• **Work instructions**:
Write out each record a second time, exactly.

Top of Supplied data

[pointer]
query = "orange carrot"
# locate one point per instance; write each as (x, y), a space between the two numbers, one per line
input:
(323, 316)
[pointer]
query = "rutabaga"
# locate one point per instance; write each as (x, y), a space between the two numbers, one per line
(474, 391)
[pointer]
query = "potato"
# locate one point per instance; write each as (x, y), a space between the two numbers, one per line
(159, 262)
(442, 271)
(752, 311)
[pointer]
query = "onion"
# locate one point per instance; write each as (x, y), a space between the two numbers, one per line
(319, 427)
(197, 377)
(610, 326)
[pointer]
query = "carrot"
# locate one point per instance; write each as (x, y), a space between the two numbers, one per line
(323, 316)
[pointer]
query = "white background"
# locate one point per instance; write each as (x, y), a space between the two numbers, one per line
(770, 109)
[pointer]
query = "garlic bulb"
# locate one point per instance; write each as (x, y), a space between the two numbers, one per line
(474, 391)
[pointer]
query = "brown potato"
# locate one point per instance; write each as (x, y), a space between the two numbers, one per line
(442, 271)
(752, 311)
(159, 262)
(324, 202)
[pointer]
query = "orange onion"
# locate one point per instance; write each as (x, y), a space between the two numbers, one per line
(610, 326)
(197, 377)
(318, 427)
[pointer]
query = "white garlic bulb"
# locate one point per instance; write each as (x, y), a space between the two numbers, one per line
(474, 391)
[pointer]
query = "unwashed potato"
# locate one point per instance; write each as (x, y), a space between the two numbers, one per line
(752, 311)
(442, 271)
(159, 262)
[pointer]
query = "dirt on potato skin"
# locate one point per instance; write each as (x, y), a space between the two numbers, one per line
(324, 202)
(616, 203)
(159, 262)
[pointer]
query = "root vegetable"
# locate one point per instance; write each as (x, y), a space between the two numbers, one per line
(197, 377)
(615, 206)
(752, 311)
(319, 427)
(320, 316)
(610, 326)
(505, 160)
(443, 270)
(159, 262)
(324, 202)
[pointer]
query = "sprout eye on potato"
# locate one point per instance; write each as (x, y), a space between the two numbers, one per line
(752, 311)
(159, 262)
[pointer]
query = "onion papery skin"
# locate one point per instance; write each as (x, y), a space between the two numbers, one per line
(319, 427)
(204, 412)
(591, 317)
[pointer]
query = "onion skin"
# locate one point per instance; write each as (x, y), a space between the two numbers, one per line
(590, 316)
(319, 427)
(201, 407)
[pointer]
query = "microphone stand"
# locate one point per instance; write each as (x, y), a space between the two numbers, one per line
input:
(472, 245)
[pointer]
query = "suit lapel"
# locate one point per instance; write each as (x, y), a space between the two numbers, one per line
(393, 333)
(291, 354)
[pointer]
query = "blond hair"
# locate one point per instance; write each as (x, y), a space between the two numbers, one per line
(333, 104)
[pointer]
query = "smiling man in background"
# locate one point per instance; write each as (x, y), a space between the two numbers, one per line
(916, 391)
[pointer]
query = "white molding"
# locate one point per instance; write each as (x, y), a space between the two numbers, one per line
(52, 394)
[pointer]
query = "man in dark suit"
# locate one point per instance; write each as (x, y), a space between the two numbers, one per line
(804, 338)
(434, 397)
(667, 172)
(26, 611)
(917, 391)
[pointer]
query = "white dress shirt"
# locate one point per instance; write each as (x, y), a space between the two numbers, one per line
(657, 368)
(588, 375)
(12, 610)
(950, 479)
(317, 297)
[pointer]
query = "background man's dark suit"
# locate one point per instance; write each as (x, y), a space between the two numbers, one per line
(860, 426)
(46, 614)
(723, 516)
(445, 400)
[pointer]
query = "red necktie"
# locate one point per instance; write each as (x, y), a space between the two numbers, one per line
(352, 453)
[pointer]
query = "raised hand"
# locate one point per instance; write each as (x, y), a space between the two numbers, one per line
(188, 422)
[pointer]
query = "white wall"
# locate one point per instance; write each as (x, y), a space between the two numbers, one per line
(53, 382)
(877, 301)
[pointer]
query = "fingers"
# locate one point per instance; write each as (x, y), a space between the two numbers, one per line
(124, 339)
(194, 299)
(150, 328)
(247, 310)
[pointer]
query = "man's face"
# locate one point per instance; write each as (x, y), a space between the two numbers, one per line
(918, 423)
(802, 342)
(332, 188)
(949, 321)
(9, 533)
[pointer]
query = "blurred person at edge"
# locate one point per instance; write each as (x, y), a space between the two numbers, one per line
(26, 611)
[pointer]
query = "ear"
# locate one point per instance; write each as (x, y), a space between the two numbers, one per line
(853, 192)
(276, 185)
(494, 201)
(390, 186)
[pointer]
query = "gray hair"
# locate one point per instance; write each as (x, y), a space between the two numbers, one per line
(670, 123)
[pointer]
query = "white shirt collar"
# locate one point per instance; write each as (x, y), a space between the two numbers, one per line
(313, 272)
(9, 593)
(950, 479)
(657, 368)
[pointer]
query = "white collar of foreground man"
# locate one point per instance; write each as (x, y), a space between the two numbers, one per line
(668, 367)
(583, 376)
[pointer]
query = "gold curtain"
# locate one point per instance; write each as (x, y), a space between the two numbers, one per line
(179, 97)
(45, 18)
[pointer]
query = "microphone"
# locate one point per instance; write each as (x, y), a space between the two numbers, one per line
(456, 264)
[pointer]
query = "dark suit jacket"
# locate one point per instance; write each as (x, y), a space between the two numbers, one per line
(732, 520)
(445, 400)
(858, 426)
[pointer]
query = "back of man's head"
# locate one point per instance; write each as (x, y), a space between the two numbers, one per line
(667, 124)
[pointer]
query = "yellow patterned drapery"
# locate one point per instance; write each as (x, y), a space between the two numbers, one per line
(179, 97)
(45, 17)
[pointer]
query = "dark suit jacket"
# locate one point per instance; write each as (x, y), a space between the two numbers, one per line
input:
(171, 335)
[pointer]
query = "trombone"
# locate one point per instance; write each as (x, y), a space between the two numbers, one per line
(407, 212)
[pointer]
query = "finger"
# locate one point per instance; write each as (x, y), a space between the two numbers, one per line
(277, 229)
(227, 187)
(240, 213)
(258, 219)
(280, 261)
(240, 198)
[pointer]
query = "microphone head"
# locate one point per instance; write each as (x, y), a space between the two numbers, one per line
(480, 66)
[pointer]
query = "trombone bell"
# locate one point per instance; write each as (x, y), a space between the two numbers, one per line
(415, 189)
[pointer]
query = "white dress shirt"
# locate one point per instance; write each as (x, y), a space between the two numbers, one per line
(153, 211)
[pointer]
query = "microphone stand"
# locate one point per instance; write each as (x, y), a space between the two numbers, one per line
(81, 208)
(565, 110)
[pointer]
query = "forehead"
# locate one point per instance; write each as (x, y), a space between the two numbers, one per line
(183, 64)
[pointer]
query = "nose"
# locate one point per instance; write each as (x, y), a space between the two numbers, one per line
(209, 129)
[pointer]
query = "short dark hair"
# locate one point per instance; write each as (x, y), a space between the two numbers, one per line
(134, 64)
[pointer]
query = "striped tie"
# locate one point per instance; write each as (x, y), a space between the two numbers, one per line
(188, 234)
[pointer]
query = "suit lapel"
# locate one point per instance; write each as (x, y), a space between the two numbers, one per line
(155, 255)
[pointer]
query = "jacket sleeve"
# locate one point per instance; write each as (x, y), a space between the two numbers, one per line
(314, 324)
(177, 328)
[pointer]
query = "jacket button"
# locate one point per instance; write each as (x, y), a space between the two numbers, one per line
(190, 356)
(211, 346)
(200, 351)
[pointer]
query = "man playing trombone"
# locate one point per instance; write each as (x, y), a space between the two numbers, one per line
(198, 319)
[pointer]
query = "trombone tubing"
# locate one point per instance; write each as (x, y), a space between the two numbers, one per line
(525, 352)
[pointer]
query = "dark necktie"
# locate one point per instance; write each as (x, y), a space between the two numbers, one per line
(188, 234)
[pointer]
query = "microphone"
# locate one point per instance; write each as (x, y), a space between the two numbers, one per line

Bottom of Supplied data

• **Task output**:
[pointer]
query = "orange carrot"
# locate one point per instance; write each as (x, y), a space between the two numbers, one per line
input:
(323, 316)
[pointer]
query = "rutabaga"
# locate one point per instance; write each as (x, y), a space between the two numbers, one per line
(474, 391)
[pointer]
query = "potato"
# locate one point per instance; write each as (x, y), a space between the two numbers, one per line
(159, 262)
(442, 271)
(752, 311)
[pointer]
query = "onion"
# locate one point per instance; write each as (x, y), a space between the two numbers, one per line
(319, 427)
(197, 377)
(610, 326)
[pointer]
query = "carrot"
# locate one point per instance; write each as (x, y), a space between the two numbers, one per line
(323, 316)
[pointer]
query = "white background"
# locate one point per instance; write each as (x, y), a space between the two numbers, one per line
(770, 109)
[pointer]
query = "garlic bulb"
# locate one point per instance; write each as (x, y), a space between the two numbers, one per line
(474, 391)
[pointer]
query = "brown potato"
# locate one point per instance; write each as (x, y), a space between the two numbers, one per line
(442, 271)
(752, 311)
(159, 262)
(324, 202)
[pointer]
query = "orange onion"
# locate one point per instance; write each as (x, y), a space between the two numbers, one per line
(610, 326)
(197, 377)
(318, 427)
[pointer]
query = "white garlic bulb"
# locate one point per instance; write each as (x, y), a space between the two numbers, one per line
(474, 391)
[pointer]
query = "unwashed potato"
# locate one point per instance; write each as (x, y), a space between the two numbers, one per line
(752, 311)
(442, 271)
(159, 262)
[pointer]
query = "dirt on potato skin"
# locate one point per instance; write each as (x, y), a space between the two numbers, one per line
(324, 202)
(616, 203)
(159, 262)
[pointer]
query = "root vegetable"
# locate one point per instance; write each as (x, y), a space between the two numbers, one per line
(197, 377)
(615, 206)
(752, 311)
(319, 427)
(320, 316)
(610, 326)
(505, 160)
(443, 270)
(159, 262)
(324, 202)
[pointer]
query = "sprout eye on potato"
# locate one point per instance; write each as (x, y), a space between the two numbers, one per line
(752, 311)
(159, 262)
[pointer]
query = "onion papery skin"
# locate one point per instance; write each as (x, y), a space between the two numbers, one per line
(319, 427)
(204, 412)
(591, 317)
[pointer]
query = "onion skin"
# locate one point per instance; write each as (x, y), a space between the two numbers, one per line
(590, 316)
(319, 427)
(201, 407)
[pointer]
query = "microphone stand"
# locate one point per instance; write each as (x, y), a space between the two numbers, one per line
input:
(472, 245)
[pointer]
query = "suit lapel"
# locate one point per instance; write each as (x, y), a space between the two numbers, one per line
(393, 333)
(291, 354)
[pointer]
query = "blond hair"
# locate one point per instance; write each as (x, y), a space between the two numbers, one per line
(333, 104)
[pointer]
query = "smiling man in background"
# locate one point per instance; write each as (x, y), a space between the two numbers, one per line
(916, 391)
[pointer]
query = "white molding"
# locate one point per instance; write each as (x, y), a space between the two numbers, one per line
(52, 394)
[pointer]
query = "man in dark suit"
# locate one point per instance; write each as (x, y), a space between the two numbers, one per line
(804, 338)
(434, 397)
(667, 172)
(26, 611)
(917, 391)
[pointer]
query = "white dress shirt"
# locate one point per instance; write each as (x, y), a space between the two numbers, one per line
(657, 368)
(588, 375)
(12, 610)
(950, 479)
(317, 297)
[pointer]
query = "background man's dark suit"
# locate one point per instance; write each as (x, y), a space between the two numbers, one per line
(860, 426)
(46, 614)
(723, 516)
(445, 400)
[pointer]
query = "red necktie"
# locate one point per instance; write each as (x, y), a space between the two numbers, one per line
(352, 453)
[pointer]
query = "raised hand"
# locate one point per instance; write each as (x, y), a space between the two numbers, one per line
(188, 422)
[pointer]
query = "white wall"
# locate one point per instance; write each as (x, y), a space between the two numbers, one per line
(53, 382)
(877, 301)
[pointer]
query = "fingers"
# locate one point per instance; write each as (x, y), a space between the two numbers, one per line
(124, 339)
(194, 299)
(150, 328)
(247, 310)
[pointer]
query = "man's face"
# locate one point per instance; write each as (x, y), a space between the two numbers, one per line
(918, 423)
(802, 342)
(332, 188)
(949, 321)
(9, 533)
[pointer]
query = "blurred person at edge"
# locate one point per instance; write each as (x, y), a space between the two numbers, one per line
(26, 611)
[pointer]
query = "ear"
# locate one point per instance; write each as (x, y), a space between the two numbers, one per line
(853, 192)
(276, 185)
(494, 201)
(390, 186)
[pointer]
query = "gray hair"
# locate one point per instance; write each as (x, y), a space between the two numbers, one per line
(670, 123)
[pointer]
query = "white shirt collar"
# locate one point per instance; write each as (x, y), a space between the two numbers, one per line
(313, 272)
(9, 593)
(950, 479)
(657, 368)
[pointer]
query = "white collar of foreground man"
# locate one point per instance; write each as (x, y), a space between the two numbers, one per line
(668, 367)
(583, 376)
[pointer]
query = "gold curtain"
# locate one point per instance; write each as (x, y), a space between the two numbers, one per line
(179, 97)
(45, 18)
[pointer]
query = "microphone"
# locate one point per instance; write each as (x, y), a space between the two numbers, one per line
(456, 264)
[pointer]
query = "dark suit jacket"
# locate one point per instance; write each as (x, y), a space between the two numbers, one per line
(732, 520)
(445, 400)
(858, 426)
[pointer]
query = "back of man's head"
# locate one point per instance; write each as (x, y), a space between the two numbers, one per line
(667, 124)
[pointer]
query = "yellow patterned drapery"
# locate one point per instance; write each as (x, y), a space between the two numbers, one per line
(179, 97)
(45, 17)
[pointer]
query = "dark suit jacket"
# locate one point per instance; write each as (x, y), a space between the two numbers, one per line
input:
(171, 335)
[pointer]
query = "trombone"
# locate one point per instance; write each as (x, y), a space between the two numbers, one per line
(407, 212)
[pointer]
query = "finger"
# locate one point per instance; write each as (x, y), a space between the two numbers, one per line
(277, 229)
(227, 187)
(240, 213)
(258, 219)
(280, 261)
(240, 198)
[pointer]
query = "microphone head"
# locate one point per instance; write each as (x, y), a space between the two numbers, one per line
(480, 66)
[pointer]
query = "trombone bell"
# locate one point per instance; write each as (x, y), a space between the two numbers, one per line
(415, 189)
[pointer]
query = "white dress shirt"
# locate one point per instance; write each as (x, y), a space between the two numbers, one per line
(153, 211)
[pointer]
query = "microphone stand"
# locate one point per instance; write each as (x, y), a space between the two numbers, one per line
(81, 208)
(565, 110)
[pointer]
query = "forehead"
# locate one point per instance; write each as (x, y), a space between the two numbers, one per line
(183, 64)
[pointer]
query = "nose"
# locate one point per instance; write each as (x, y), a space between the two numbers, one per line
(209, 129)
[pointer]
query = "short dark hair"
# locate one point per instance; write each as (x, y), a space between the two numbers, one per line
(134, 64)
[pointer]
query = "striped tie"
# locate one point per instance; write each as (x, y), a space between the two numbers, one per line
(188, 234)
[pointer]
query = "suit lapel"
# locate one point per instance; write each as (x, y), a space between the two numbers, one per line
(155, 255)
[pointer]
query = "jacket sleeve"
# locate one point per instance; write each as (x, y), a space between the two numbers, one per line
(314, 324)
(177, 328)
[pointer]
query = "jacket button"
# locate one point per instance; write each as (x, y), a space between the two numbers, one per line
(190, 356)
(211, 346)
(200, 351)
[pointer]
query = "man playing trombone"
# locate one point per instance; write each as (x, y), a space between the two numbers, one per line
(198, 319)
[pointer]
query = "trombone tubing"
# locate one point per instance; write each as (x, y), a space between the two numbers, one per line
(525, 352)
[pointer]
query = "dark necktie"
# locate one point per instance; write each as (x, y), a space between the two numbers, one per line
(188, 234)
[pointer]
query = "microphone"
# locate one point per instance; write each as (x, y), a space between the two numbers, one per line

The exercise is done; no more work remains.